• _Task objective_
Reproduce each of the following entries verbatim, line for line, omitting the pictures from your answer.

• _Data for processing_
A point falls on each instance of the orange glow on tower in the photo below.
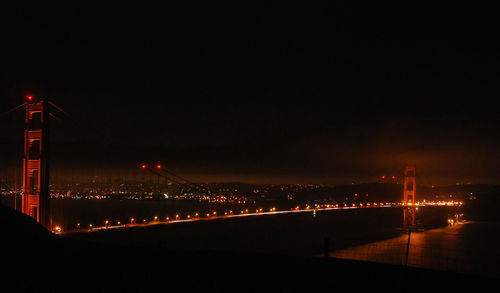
(409, 191)
(36, 193)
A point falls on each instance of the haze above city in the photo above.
(289, 95)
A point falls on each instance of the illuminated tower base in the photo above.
(36, 193)
(410, 187)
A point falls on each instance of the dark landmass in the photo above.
(37, 260)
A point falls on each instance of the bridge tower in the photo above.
(410, 188)
(36, 192)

• _Task answer_
A point falls on each instance of the orange glow on tower in the photo below.
(409, 191)
(36, 193)
A point falls on each instance of the haze above city in the photo above.
(289, 95)
A point falls on each instance of the illuminated tower base in the photo above.
(36, 193)
(410, 187)
A point falls on each instance of the dark landmass in the photo above.
(37, 260)
A point falls on each instance of the bridge tower in the photo above.
(410, 188)
(36, 192)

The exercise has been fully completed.